Data for review –
----

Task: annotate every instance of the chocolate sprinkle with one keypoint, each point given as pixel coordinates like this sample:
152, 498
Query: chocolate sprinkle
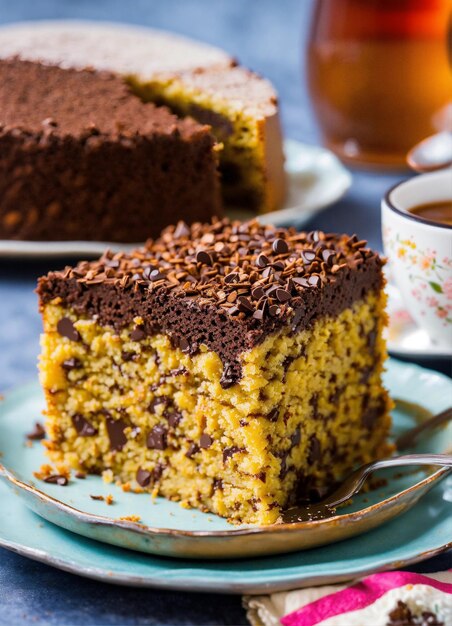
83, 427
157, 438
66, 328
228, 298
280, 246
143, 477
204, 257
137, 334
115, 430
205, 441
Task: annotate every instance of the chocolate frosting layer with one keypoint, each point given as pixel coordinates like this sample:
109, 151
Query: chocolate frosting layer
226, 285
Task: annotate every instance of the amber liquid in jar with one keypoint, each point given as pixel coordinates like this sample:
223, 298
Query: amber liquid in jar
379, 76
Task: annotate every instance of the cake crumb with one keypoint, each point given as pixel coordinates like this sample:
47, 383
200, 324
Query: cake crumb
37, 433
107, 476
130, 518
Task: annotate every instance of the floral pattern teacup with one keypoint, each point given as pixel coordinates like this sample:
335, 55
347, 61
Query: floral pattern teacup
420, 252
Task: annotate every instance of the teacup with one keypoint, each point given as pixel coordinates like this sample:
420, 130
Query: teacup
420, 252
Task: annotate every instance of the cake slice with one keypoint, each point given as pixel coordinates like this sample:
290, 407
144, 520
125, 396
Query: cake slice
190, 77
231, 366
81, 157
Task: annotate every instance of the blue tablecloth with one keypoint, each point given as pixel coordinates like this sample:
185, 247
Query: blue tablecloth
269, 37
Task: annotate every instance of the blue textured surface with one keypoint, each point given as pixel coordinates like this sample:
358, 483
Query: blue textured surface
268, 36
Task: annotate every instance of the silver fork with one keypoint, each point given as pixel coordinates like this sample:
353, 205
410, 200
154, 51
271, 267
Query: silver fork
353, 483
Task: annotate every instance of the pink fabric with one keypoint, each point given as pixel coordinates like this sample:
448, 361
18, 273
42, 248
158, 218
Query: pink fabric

----

Activity – Reproduce each line of the records exactly, omitting any picture.

Answer to the problem –
Task: annotate every instance of the chocolate sprinkle with one keypoint, each point given as pixel coordinates like this sample:
152, 498
Query: chocolate sprinkle
83, 427
157, 438
66, 328
228, 298
280, 246
143, 477
204, 257
137, 334
115, 430
205, 441
Task: annotate every instance of the chocolate frosting layer with one keypoint, each point given as pixel coordinates like this sample:
109, 151
Query: chocolate frosting layer
226, 285
Task: annotate every instance of the amber liquid in jar with one keypoint, each point given as pixel coordinates like this sample:
223, 298
Query: amber liquid in jar
379, 76
Task: annotate every instance of the cake crumb with one keypoint, each point given as pixel coordinates like this sample:
47, 383
200, 324
Query: cake crumb
37, 433
107, 476
130, 518
Task: annotate every instance of the floral pattern teacup with one keypoint, each point given as pixel coordinates like this sample:
335, 55
347, 61
Query: floral pattern teacup
420, 252
Task: annotate every instance of the teacup with one keypoint, each point given as pixel coordinates like this sample:
420, 130
Query: teacup
420, 252
Task: annotate every instance of the cake slice with one keypoint, each point given as pixel coordinates like this sample:
290, 407
144, 520
125, 396
Query: cake slice
190, 77
231, 366
81, 157
Task: annotate every instance of the blue tablecloth with one keypoint, each point given as pixel coordinates like this sample:
185, 247
Query: blue tablecloth
269, 37
Task: annotate every instance of the blue textured surface with one keypoint, each point given as pixel coordinates like this sample:
358, 483
Query: blue textured surface
268, 36
Task: annotate every instance of the silver fork with one keypoint, each point given as pixel coordinates like this sample:
353, 205
410, 200
154, 51
271, 267
Query: silver fork
353, 483
Task: annotate every instance of the pink fabric with one keypoint, each point given as pixel coordinates like this sample:
448, 361
18, 273
42, 248
158, 218
Query: pink fabric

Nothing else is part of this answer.